◆ SET OF TASKS:
• 1. According to the book reviews, what were the soldiers of 1989 given as souvenirs?
• 2. Explain why the book reviews call the slow, deliberate pace of the moorland book appropriate.
:: EXTRACT PROVIDED
The pace of the book is slow, deliberate. But that seems only appropriate. As Atkins explains, moorland is often treacherous; a mis-step can leave you knee-deep in peaty bog. And the mind, too, can take wrong turns in such places. We learn of Sylvia Plath’s visit to Haworth with her husband Ted Hughes, who recognised later how “the empty horror of the moor” reflected something of her inner life. Atkins suggests how, as with expanses of ocean or desert, moorland can have sinister effects. The eye slides over the horizon in search of particularity. Thoughts run away with themselves.

Yet for all the trudging pace and the unsettling themes, the book is a pleasure to read, and that’s thanks to Atkins’s superb prose. His writing is a tour-de-force of noticing: He picks out the “gnatty haze” above the heather; the movement of a starling murmuration, like “a reel of film slipping off its spool”. Even after 400 pages of this meditation on the moor you’re left wanting, well, more.

The People’s Republic of Amnesia - by Louisa Lim - Oxford University Press £10.99

Louisa Lim’s book explores the legacy of the Tiananmen Square massacre of 1989, which China’s rulers have sought to expunge from the collective memory. In this they have been largely successful; but Lim finds and interviews those still haunted by what happened – from the artist Chen Guang, a soldier who participated in the brutal crackdown on the student protests and who now paints to assuage his guilt, to the so-called Tiananmen Mothers who bravely campaign on behalf of the victims.

This is an impressive work of investigative history, and Lim makes unsettling discoveries, such as the silver watches given to the soldiers of 1989 as souvenirs to celebrate their “Quelling of the Turmoil”. Reading this, I felt the same sort of revulsion as when watching Joshua Oppenheimer’s recent documentaries about the Indonesian genocide; it’s that sense of looking on helplessly as history is retold by the victors, and warped in the retelling.

Noontide Toll - by Romesh Gunesekera - Granta £8.99

Vasantha is a van driver for hire. As he ferries passengers around Sri Lanka he encounters aid workers, young soldiers grappling with war guilt, tourists. Each chapter describes a different journey, and so Gunesekera’s book comes to resemble a collection of short stories, linked together by Vasantha’s shrewd, genial voice. As a driver, his biggest fear is falling asleep at the wheel – and that means he’s attuned to the soporific tendencies of others, those “sleepy grey heads” who want to forget about the country’s past. In contrast, Vasantha vows never to “give up on the stories that make us who we are”, and his narration provides Gunesekera with the perfect vehicle for acute observations on Sri Lanka’s tragic recent history.

Yes Please - by Amy Poehler - Picador £9.99

Your average celebrity autobiography is a predictable affair: the star joins the dots to inform fans of how he or she became rich and famous. Amy Poehler’s book, thankfully, bucks the trend. A Golden Globe-winning actress and writer, best known for her appearances on Saturday Night Live and Parks and Recreation, Poehler revisits her hungry years doing improv comedy in tiny theatres, and delivers name-dropping anecdotes from her time in Hollywood (“Matthew McConaughey wore a sarong …”; “I made a drink for James Gandolfini”). But the focus is on her lingering fears and insecurities, and other intimate things, such as her experience of her body during pregnancy. It’s clever and touching, and, needless to say, very funny.

The Other Child - by Lucy Atkins - Quercus £7.99

When single mother Tess meets paediatric surgeon Greg – late forties, dashing, American – she quickly falls in love. She also falls pregnant, and Greg doesn’t seem overjoyed by the news. When he gets a new job in a Boston hospital, the whole family relocates to the US. There, secrets from Greg’s past come to light and tensions and jealousies simmer to the surface. Lucy Atkins does characterisation very well: her characters speak as real people speak, and behave as real people behave. But there’s an annoying tendency here to recap the plot every few chapters – this is perhaps necessary, given the narrative’s many twists and turns – and the revelations at the end arrive mostly via Tess’s email inbox, which saps the drama a bit.
::::
:: RECORDED INFORMATION
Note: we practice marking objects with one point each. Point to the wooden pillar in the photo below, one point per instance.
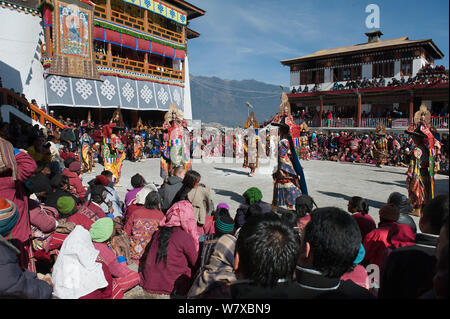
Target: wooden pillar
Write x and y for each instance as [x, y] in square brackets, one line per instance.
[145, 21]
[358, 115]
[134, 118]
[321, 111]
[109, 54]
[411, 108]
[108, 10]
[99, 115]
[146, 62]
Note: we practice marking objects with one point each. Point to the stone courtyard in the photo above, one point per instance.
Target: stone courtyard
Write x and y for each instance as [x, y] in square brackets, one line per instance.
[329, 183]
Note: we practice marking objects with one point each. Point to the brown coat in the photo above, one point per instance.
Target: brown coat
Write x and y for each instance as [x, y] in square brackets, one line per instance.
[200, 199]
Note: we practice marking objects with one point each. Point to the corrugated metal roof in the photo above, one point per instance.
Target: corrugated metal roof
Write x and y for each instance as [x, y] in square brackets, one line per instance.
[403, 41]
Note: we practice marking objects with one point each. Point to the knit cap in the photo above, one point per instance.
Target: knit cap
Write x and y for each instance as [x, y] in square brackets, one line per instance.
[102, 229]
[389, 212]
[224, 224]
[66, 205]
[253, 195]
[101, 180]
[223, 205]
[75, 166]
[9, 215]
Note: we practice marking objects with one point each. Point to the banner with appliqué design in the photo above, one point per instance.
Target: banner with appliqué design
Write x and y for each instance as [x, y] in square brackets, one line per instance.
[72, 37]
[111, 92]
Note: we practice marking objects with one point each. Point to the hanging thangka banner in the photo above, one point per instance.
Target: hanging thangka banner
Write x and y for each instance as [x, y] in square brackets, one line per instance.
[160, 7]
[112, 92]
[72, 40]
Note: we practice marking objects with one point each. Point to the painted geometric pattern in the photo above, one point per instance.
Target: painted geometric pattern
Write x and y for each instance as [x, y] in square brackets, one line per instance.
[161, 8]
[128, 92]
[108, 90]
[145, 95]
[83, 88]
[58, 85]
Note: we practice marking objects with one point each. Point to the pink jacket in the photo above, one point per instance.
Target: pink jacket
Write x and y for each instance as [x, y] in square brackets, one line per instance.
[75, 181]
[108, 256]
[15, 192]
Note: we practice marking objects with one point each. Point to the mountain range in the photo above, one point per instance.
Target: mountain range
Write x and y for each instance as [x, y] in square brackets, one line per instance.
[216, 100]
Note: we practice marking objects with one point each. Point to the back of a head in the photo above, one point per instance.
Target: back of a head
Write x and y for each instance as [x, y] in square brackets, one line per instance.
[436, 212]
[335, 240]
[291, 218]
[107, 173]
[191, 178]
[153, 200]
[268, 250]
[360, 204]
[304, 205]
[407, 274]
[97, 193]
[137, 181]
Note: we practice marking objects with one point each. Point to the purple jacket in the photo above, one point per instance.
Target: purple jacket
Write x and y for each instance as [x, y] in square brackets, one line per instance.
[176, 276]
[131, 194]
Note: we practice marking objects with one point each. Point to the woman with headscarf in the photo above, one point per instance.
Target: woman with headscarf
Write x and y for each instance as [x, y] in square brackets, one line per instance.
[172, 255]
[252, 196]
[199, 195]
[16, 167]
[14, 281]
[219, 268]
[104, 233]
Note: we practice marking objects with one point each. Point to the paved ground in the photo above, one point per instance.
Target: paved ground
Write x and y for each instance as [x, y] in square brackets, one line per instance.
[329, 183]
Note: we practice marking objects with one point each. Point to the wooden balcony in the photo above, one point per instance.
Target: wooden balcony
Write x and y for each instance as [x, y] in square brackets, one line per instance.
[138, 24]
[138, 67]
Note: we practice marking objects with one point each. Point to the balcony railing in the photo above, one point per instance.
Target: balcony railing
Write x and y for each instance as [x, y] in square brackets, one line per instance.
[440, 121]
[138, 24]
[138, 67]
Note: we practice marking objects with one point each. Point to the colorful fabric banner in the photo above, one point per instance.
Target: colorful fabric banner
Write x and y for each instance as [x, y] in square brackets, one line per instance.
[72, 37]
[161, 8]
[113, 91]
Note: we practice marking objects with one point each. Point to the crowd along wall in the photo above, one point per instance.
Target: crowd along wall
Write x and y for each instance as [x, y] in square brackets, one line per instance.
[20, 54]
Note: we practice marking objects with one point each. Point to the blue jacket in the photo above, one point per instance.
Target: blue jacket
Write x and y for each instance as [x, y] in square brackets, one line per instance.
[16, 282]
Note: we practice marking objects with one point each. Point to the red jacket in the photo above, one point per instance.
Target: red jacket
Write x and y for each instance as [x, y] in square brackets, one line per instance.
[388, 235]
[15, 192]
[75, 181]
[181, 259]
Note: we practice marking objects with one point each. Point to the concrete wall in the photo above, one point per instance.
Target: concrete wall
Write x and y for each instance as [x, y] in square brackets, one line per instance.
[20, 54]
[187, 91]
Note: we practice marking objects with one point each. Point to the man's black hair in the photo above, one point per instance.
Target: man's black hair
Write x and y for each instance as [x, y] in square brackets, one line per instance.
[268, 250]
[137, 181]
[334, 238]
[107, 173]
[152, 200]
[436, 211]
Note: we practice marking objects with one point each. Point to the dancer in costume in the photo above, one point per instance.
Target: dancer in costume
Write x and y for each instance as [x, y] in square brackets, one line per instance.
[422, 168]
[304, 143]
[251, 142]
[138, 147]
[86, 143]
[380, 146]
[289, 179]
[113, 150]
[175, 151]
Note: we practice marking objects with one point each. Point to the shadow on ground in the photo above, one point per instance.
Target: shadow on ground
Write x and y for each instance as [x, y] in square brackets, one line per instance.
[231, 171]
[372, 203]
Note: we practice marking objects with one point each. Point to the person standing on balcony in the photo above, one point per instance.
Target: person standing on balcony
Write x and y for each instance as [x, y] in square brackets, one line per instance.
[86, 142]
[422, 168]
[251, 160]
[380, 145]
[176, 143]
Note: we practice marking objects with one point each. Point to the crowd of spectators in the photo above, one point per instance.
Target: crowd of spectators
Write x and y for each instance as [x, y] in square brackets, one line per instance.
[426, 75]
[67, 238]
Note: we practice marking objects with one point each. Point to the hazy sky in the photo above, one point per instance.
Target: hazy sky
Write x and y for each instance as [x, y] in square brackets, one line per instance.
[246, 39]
::::
:: RECORDED INFORMATION
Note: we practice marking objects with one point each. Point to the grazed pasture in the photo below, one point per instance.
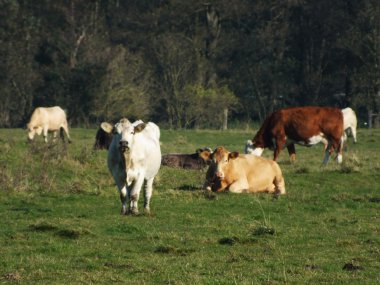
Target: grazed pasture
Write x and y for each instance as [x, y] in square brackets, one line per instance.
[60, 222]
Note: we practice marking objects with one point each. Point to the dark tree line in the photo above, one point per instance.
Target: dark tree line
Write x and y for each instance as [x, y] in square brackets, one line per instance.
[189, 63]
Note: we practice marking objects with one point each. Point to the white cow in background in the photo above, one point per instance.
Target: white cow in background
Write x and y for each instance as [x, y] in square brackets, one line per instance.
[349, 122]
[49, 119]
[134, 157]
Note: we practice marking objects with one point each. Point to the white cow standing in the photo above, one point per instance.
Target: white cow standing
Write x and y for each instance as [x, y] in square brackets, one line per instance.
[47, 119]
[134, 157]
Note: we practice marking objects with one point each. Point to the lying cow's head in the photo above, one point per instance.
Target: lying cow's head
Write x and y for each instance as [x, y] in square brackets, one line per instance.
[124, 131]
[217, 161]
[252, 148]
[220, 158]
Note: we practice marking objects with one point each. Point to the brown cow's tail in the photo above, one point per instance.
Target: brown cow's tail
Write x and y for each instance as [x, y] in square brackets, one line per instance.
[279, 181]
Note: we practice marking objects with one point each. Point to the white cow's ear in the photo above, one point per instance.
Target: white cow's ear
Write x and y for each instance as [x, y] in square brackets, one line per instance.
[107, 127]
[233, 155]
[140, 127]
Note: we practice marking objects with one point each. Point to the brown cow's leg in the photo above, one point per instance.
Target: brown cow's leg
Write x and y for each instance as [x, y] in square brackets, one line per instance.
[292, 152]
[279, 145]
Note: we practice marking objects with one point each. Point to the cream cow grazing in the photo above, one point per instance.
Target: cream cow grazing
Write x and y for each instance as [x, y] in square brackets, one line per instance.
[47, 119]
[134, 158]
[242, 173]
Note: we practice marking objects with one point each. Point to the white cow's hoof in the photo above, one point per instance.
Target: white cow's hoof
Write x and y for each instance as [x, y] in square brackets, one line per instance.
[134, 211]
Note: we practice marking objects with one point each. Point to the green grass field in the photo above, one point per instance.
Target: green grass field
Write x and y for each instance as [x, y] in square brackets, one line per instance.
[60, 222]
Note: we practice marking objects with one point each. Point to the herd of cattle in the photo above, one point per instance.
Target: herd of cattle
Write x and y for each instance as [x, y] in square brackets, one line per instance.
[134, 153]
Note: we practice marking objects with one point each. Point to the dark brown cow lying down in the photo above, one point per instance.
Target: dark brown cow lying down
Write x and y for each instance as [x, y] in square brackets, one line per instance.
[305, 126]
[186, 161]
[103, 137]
::::
:: RECORDED INFORMATION
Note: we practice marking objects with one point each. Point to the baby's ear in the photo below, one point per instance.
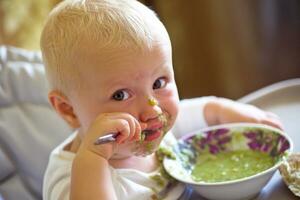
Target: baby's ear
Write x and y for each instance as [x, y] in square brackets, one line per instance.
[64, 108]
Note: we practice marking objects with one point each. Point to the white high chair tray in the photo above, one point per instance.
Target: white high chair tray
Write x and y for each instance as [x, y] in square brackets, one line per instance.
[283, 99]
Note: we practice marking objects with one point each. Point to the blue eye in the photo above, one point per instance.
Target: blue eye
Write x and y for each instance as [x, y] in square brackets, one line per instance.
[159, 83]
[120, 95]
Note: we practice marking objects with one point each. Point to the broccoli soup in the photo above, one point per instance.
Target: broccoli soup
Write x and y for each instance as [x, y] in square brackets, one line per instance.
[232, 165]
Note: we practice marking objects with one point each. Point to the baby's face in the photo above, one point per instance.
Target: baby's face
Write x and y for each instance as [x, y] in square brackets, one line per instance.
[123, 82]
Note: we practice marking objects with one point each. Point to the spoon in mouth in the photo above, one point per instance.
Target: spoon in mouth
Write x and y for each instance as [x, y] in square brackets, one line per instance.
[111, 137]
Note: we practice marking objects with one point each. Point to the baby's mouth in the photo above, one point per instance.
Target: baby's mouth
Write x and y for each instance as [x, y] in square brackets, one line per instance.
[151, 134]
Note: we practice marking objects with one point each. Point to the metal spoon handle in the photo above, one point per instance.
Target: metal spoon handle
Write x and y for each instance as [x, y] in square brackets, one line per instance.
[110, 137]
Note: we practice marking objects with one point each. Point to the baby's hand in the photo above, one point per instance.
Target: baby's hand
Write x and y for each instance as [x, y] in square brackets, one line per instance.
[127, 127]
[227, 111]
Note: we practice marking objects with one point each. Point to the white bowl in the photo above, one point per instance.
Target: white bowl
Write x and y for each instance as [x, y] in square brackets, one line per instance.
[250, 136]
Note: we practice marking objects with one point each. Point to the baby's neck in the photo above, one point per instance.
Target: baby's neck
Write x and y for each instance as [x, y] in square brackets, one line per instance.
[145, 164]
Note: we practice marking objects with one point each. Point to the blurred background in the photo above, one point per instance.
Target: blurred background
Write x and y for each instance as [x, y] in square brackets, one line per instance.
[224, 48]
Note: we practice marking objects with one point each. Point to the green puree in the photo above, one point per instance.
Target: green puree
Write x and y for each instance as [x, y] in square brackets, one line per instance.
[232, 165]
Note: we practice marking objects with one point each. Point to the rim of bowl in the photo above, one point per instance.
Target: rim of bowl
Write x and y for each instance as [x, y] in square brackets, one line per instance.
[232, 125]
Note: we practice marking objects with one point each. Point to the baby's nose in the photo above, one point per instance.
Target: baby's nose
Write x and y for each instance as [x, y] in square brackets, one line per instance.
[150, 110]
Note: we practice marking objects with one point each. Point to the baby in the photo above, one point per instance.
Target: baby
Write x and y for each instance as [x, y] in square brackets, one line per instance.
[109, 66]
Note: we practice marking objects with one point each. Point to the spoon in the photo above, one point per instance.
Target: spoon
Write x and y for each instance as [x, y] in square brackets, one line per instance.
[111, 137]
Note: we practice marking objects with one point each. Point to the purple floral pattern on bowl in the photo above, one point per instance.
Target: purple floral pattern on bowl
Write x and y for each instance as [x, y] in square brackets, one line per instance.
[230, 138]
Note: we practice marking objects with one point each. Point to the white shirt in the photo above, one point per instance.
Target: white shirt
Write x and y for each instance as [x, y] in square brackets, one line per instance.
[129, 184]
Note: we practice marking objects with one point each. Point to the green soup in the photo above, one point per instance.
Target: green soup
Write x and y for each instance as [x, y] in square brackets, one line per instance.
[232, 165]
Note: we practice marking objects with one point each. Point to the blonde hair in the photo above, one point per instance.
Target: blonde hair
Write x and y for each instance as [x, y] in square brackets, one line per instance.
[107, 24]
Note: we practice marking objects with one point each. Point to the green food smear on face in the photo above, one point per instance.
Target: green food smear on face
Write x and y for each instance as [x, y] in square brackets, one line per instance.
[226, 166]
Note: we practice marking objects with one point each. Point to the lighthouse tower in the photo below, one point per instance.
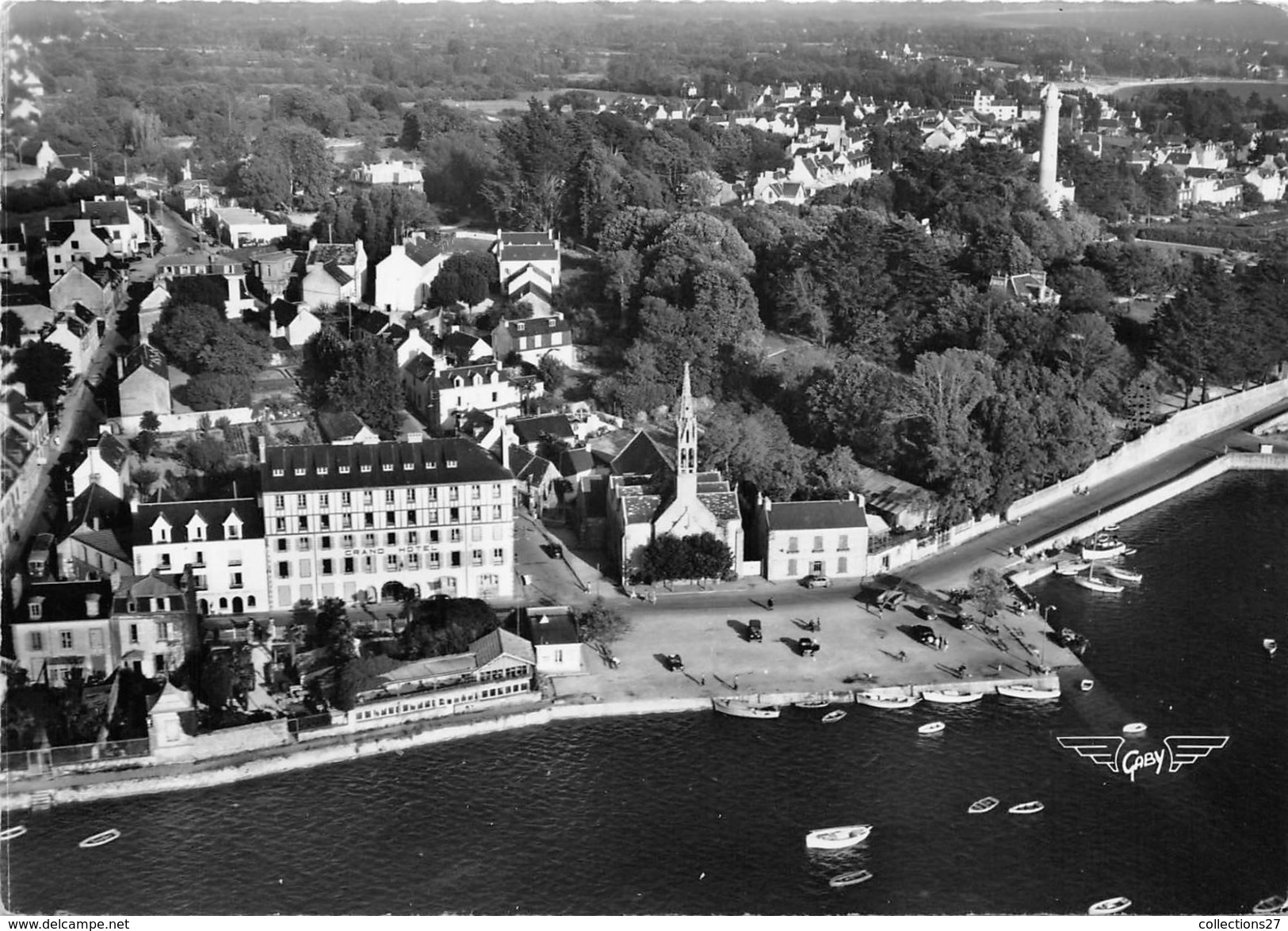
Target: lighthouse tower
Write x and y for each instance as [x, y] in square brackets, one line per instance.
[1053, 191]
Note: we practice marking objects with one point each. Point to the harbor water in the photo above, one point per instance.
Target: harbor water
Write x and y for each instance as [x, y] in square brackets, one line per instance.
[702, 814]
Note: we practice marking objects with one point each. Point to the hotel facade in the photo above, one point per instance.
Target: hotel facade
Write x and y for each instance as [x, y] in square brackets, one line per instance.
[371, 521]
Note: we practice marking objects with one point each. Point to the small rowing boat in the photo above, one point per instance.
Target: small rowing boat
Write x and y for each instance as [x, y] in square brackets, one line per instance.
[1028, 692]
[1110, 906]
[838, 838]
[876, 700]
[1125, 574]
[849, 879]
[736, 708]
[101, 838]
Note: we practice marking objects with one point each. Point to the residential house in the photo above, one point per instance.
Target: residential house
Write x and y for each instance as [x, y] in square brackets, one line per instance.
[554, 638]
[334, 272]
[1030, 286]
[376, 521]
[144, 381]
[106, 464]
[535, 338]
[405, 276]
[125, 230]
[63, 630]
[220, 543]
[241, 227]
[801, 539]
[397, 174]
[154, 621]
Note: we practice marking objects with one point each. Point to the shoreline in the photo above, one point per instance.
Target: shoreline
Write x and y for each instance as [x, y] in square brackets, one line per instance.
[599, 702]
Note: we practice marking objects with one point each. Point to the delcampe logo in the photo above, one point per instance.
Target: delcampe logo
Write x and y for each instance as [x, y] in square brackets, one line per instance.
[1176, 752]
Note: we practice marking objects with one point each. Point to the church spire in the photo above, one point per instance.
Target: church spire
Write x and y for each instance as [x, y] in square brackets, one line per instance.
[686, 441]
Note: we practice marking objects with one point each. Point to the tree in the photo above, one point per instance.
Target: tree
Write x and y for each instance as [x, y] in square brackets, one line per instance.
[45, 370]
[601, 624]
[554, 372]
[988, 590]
::::
◆ ANSWERS BELOW:
• 1. Silver watches, to celebrate their "Quelling of the Turmoil."

• 2. Moorland is often treacherous: one mis-step can leave you knee-deep in peaty bog, and the mind can also take wrong turns in such places. A slow, careful pace suits that kind of ground.